-- Yazılı istek 1 --
Aşağıdaki karar metninde "Taraflar arasındaki kooperatif" ifadesinden "gereği konuşulup düşünüldü." ifadesine kadar uzanan kısmı hiç değiştirmeden yeniden yazın.

-- Metin parçası --
23. Hukuk Dairesi 2015/8132 E. , 2018/2832 K.
"İçtihat Metni".....
Taraflar arasındaki kooperatif üyeliği olmadığının tespiti, itirazın iptali, alacak davasının bozma kararına uyularak yapılan yargılaması sonunda ilamda yazılı nedenlerden dolayı asıl davanın kabulüne, birleşen davanın reddine yönelik olarak verilen hükmün süresi içinde asıl davada davalı-birleşen davada davacı vekilince temyiz edilmesi üzerine dosya incelendi, gereği konuşulup düşünüldü.

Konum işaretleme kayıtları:
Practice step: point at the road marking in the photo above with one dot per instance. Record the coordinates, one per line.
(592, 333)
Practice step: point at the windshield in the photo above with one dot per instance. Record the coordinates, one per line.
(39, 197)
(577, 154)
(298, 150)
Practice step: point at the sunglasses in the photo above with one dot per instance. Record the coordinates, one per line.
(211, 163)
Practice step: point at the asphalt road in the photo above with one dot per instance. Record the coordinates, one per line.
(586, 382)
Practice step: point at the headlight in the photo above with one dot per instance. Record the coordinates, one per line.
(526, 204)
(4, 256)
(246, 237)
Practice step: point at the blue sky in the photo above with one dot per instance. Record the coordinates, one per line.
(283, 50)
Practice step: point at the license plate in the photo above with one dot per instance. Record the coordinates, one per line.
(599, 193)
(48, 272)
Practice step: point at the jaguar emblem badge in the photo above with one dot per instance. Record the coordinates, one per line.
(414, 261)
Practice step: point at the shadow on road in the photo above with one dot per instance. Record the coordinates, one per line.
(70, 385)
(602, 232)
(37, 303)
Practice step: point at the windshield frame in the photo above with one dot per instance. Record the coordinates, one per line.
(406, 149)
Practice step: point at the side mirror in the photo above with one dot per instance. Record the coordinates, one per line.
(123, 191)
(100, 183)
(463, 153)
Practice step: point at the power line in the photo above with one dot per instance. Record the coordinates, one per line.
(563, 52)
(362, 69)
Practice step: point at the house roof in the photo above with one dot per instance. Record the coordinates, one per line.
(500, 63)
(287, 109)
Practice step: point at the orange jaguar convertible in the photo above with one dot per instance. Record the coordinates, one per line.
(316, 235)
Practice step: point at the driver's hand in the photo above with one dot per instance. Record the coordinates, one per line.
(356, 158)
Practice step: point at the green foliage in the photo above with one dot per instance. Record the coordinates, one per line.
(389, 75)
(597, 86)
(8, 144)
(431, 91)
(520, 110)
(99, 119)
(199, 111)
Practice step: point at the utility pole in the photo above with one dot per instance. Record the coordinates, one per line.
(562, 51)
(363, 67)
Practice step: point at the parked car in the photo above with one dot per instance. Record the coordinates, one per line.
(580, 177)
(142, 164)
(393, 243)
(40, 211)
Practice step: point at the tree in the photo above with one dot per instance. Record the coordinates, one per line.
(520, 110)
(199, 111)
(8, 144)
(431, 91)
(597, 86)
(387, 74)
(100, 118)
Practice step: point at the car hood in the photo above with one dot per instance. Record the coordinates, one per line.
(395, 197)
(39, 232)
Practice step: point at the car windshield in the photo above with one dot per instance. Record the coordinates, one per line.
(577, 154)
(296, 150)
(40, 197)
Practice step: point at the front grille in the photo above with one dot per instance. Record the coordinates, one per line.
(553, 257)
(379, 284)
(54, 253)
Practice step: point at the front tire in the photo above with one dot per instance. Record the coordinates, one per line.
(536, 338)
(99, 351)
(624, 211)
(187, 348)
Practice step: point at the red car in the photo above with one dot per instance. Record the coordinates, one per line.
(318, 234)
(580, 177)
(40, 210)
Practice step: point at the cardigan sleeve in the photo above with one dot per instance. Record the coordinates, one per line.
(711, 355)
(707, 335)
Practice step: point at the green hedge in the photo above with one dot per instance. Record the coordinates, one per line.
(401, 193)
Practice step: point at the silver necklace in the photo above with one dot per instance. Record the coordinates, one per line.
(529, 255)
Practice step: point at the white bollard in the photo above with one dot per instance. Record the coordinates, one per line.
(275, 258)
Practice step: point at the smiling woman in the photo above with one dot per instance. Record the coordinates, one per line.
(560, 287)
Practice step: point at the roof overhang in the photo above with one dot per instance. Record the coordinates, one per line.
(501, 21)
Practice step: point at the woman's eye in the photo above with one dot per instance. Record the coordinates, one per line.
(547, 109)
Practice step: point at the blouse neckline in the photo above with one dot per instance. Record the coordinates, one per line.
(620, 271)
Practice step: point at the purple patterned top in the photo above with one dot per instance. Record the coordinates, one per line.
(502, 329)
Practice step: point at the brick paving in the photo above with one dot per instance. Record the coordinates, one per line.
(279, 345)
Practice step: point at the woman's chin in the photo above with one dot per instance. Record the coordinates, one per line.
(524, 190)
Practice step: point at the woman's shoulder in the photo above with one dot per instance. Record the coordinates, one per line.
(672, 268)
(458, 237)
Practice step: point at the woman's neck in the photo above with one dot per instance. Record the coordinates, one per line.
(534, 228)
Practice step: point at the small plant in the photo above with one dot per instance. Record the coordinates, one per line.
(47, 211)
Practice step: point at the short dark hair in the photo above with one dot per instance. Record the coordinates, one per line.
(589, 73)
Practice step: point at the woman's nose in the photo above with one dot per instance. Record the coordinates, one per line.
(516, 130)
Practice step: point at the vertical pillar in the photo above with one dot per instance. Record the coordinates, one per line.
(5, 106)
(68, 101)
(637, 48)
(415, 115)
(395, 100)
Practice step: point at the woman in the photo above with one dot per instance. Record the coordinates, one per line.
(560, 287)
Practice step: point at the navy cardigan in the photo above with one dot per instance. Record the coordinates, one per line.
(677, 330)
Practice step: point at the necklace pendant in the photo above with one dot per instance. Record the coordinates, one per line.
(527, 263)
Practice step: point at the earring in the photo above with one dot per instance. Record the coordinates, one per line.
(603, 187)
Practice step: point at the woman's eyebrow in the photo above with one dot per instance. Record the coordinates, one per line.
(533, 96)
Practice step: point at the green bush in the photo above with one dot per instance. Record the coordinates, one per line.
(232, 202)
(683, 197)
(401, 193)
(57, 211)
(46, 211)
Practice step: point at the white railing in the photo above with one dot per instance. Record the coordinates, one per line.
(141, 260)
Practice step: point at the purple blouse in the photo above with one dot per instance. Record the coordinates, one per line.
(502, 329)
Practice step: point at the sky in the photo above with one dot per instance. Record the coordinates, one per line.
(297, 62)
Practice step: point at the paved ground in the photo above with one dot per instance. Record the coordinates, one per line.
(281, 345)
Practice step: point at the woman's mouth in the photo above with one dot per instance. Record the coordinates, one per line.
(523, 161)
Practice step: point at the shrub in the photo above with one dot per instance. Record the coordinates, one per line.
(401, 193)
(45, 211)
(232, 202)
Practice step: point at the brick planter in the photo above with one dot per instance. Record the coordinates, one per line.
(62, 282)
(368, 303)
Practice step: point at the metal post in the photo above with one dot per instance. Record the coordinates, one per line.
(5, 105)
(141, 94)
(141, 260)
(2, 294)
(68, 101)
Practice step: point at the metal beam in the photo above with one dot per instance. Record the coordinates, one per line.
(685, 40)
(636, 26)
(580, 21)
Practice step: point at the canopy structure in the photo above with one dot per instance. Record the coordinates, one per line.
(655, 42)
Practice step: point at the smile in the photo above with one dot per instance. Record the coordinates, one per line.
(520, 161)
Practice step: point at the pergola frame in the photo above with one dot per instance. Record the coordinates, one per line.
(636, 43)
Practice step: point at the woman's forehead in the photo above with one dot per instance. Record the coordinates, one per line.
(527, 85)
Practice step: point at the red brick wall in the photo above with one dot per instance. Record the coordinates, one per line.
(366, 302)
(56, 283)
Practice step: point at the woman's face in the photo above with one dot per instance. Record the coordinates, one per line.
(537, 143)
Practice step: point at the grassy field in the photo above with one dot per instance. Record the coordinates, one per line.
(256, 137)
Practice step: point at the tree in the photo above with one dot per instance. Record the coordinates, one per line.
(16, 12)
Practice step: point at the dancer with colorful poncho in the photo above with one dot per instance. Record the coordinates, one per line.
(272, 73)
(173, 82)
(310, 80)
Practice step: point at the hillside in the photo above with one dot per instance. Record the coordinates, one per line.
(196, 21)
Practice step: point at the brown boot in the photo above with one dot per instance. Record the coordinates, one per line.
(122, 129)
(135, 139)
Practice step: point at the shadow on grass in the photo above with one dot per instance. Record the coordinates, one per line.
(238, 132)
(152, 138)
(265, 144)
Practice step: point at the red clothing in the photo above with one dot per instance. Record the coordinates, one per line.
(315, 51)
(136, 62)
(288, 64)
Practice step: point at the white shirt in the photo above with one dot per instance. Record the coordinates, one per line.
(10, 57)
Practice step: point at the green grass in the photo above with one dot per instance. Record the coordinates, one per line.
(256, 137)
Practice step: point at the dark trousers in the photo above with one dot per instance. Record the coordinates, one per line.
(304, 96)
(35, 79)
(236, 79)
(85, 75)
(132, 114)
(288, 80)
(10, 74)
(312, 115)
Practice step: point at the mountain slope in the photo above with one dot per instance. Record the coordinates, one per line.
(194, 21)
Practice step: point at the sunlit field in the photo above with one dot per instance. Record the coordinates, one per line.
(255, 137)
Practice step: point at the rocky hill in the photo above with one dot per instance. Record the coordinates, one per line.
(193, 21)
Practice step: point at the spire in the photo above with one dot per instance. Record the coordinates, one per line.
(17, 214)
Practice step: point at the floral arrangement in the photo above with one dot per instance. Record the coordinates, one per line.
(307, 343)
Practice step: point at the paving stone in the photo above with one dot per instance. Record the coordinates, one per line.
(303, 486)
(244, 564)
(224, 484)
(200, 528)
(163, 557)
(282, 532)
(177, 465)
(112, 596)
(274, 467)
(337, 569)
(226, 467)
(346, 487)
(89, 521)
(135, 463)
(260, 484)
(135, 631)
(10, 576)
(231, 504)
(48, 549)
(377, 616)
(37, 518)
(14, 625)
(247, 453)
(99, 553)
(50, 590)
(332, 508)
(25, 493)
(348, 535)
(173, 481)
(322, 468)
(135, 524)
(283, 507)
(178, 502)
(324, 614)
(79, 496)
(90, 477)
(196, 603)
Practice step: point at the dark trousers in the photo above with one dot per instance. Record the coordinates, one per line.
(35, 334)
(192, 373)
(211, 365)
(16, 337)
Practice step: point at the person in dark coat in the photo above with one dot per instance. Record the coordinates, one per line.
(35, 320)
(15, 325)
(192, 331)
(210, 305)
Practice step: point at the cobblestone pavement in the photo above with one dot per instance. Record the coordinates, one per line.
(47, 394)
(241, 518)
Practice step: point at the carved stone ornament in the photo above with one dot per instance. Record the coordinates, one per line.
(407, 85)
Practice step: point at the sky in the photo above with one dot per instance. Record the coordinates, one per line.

-- Yazılı istek 2 --
Yukarıdaki listede "roof" sözcüğünün geçtiği bütün satırları toplayın ve olduğu gibi alt alta aktarın.

-- Yanıt 1 --
Taraflar arasındaki kooperatif üyeliği olmadığının tespiti, itirazın iptali, alacak davasının bozma kararına uyularak yapılan yargılaması sonunda ilamda yazılı nedenlerden dolayı asıl davanın kabulüne, birleşen davanın reddine yönelik olarak verilen hükmün süresi içinde asıl davada davalı-birleşen davada davacı vekilince temyiz edilmesi üzerine dosya incelendi, gereği konuşulup düşünüldü.

-- Yanıt 2 --
Practice step: point at the house roof in the photo above with one dot per instance. Record the coordinates, one per line.
Practice step: point at the roof overhang in the photo above with one dot per instance. Record the coordinates, one per line.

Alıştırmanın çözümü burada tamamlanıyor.